* [Quoted text]:
* Begin *
[Mlir-commits] [mlir] [mlir][ControlFlow] Improve time complexity of RegionBranchOpInterface canonicalization patterns (PR #186114)

Fri Mar 13 05:31:18 PDT 2026

================
@@ -1006,39 +993,63 @@ struct RemoveDuplicateSuccessorInputUses : public RewritePattern {
       return getArgOrResultNumber(a) < getArgOrResultNumber(b);
     });
 
-    // Check every distinct pair of successor inputs for duplicates. Replace
-    // `input2` with `input1` if they are duplicates.
+    // Group inputs by their operand "signature" to find duplicates. Two
+    // successor inputs are duplicates if each predecessor (region branch point)
+    // forwards the same value for both. Let n = number of successor inputs and
+    // k = number of predecessors per input. Instead of comparing every pair of
+    // inputs (O(n² * k)), we build a signature for each input and group them
+    // via a std::map.
+    //
+    // A signature is a sorted list of (predecessor, forwarded value) pairs.
+    // Within each group, all but the first (canonical) input are replaced with
+    // the canonical one.
+    using SigEntry = std::pair<Operation *, Value>;
+    using Signature = SmallVector<SigEntry>;
+    auto sigEntryLess = [](const SigEntry &a, const SigEntry &b) {
+      if (a.first != b.first)
+        return a.first < b.first;
+      return a.second.getAsOpaquePointer() < b.second.getAsOpaquePointer();
+    };
+    // The map key is (signature, owner). Two inputs are duplicates only if they
+    // have the same signature AND the same owner (block or defining op). This
+    // ensures we track one canonical per owner group.
* End *
* [What to produce]: Reproduce the whole code review excerpt above word for word.

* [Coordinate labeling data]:
* Begin *
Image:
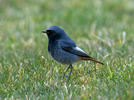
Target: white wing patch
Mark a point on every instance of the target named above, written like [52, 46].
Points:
[79, 49]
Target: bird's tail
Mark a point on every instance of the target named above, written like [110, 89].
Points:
[92, 59]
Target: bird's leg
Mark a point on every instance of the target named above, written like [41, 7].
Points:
[66, 71]
[70, 71]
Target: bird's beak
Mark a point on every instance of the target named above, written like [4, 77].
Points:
[44, 31]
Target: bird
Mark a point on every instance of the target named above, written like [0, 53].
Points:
[64, 50]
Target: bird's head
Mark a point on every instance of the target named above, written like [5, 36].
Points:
[54, 32]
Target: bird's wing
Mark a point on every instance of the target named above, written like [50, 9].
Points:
[70, 46]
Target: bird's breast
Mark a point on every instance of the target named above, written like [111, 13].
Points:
[60, 55]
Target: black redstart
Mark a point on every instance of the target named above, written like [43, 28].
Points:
[63, 49]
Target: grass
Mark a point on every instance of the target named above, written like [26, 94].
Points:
[104, 29]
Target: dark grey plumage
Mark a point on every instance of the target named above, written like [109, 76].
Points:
[63, 49]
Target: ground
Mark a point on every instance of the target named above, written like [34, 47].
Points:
[102, 28]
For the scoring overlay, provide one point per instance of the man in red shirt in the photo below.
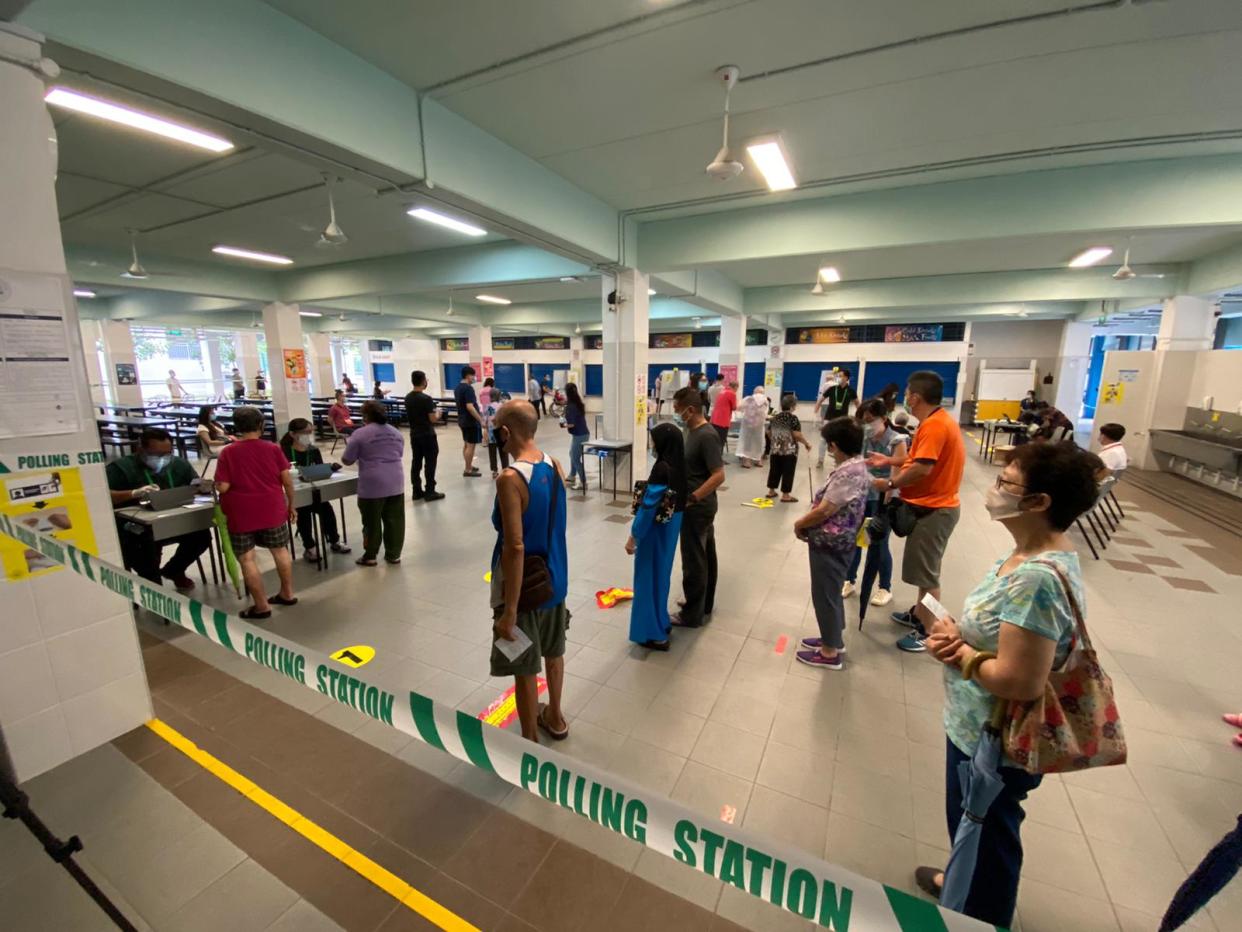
(256, 493)
(722, 411)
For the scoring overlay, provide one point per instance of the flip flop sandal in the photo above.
(547, 728)
(925, 879)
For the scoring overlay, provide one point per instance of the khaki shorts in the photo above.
(545, 628)
(925, 546)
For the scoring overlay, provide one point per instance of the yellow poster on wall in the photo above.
(51, 502)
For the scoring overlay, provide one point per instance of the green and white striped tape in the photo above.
(831, 896)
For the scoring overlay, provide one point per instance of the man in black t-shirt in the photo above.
(704, 472)
(422, 414)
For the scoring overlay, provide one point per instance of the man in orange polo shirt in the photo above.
(929, 482)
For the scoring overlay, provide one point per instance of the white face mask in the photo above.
(1002, 505)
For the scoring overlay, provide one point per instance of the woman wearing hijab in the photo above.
(653, 536)
(754, 419)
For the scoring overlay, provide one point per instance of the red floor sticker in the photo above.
(504, 708)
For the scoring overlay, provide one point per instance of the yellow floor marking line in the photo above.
(353, 859)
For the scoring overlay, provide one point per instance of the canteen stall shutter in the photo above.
(594, 378)
(512, 378)
(804, 378)
(752, 375)
(881, 374)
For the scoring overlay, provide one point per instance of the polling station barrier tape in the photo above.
(831, 896)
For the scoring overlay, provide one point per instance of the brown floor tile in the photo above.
(501, 856)
(1132, 567)
(643, 905)
(1160, 561)
(1195, 585)
(138, 743)
(570, 891)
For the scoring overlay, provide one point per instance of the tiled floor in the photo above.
(845, 764)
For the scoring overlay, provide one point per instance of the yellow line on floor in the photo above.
(353, 859)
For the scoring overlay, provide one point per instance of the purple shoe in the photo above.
(814, 657)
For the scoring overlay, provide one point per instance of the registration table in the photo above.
(168, 523)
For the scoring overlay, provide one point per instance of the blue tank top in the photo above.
(542, 485)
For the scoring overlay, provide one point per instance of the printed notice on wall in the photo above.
(36, 374)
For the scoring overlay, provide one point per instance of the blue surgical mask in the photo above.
(157, 464)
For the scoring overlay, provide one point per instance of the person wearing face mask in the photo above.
(131, 479)
(929, 482)
(704, 474)
(299, 450)
(1016, 626)
(878, 438)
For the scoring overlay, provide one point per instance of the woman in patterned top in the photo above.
(1016, 626)
(831, 531)
(786, 434)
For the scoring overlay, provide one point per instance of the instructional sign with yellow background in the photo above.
(51, 502)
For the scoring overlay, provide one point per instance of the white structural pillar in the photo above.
(286, 382)
(480, 349)
(322, 380)
(118, 352)
(1186, 323)
(625, 372)
(247, 358)
(71, 671)
(733, 348)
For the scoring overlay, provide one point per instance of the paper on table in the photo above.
(514, 649)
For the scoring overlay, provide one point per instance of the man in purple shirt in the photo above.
(378, 447)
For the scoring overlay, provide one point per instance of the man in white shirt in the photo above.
(1110, 451)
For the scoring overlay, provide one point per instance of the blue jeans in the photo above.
(576, 460)
(994, 887)
(886, 556)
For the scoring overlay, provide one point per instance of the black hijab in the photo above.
(670, 469)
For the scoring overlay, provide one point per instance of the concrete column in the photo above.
(216, 367)
(625, 370)
(733, 348)
(291, 397)
(118, 349)
(1186, 323)
(70, 666)
(480, 349)
(247, 358)
(322, 380)
(1073, 360)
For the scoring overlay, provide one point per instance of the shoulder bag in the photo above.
(1074, 725)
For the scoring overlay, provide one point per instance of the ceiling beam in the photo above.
(1135, 195)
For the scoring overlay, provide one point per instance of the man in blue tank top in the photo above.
(529, 520)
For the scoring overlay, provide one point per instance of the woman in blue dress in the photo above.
(653, 543)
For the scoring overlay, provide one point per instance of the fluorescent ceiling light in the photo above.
(432, 216)
(253, 256)
(1091, 256)
(116, 113)
(770, 160)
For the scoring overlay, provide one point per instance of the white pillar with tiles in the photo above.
(70, 664)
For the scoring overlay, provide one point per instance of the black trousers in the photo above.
(698, 563)
(426, 450)
(781, 469)
(142, 556)
(327, 523)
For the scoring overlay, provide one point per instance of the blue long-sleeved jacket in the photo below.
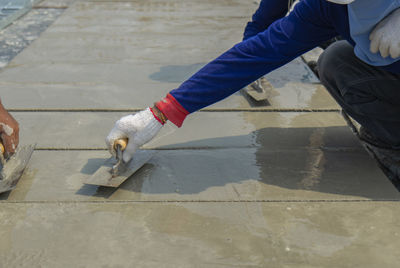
* End *
* [Response to the task]:
[Mlir-commits] [mlir] [mlir][ControlFlow] Improve time complexity of RegionBranchOpInterface canonicalization patterns (PR #186114)

Fri Mar 13 05:31:18 PDT 2026

================
@@ -1006,39 +993,63 @@ struct RemoveDuplicateSuccessorInputUses : public RewritePattern {
       return getArgOrResultNumber(a) < getArgOrResultNumber(b);
     });
 
-    // Check every distinct pair of successor inputs for duplicates. Replace
-    // `input2` with `input1` if they are duplicates.
+    // Group inputs by their operand "signature" to find duplicates. Two
+    // successor inputs are duplicates if each predecessor (region branch point)
+    // forwards the same value for both. Let n = number of successor inputs and
+    // k = number of predecessors per input. Instead of comparing every pair of
+    // inputs (O(n² * k)), we build a signature for each input and group them
+    // via a std::map.
+    //
+    // A signature is a sorted list of (predecessor, forwarded value) pairs.
+    // Within each group, all but the first (canonical) input are replaced with
+    // the canonical one.
+    using SigEntry = std::pair<Operation *, Value>;
+    using Signature = SmallVector<SigEntry>;
+    auto sigEntryLess = [](const SigEntry &a, const SigEntry &b) {
+      if (a.first != b.first)
+        return a.first < b.first;
+      return a.second.getAsOpaquePointer() < b.second.getAsOpaquePointer();
+    };
+    // The map key is (signature, owner). Two inputs are duplicates only if they
+    // have the same signature AND the same owner (block or defining op). This
+    // ensures we track one canonical per owner group.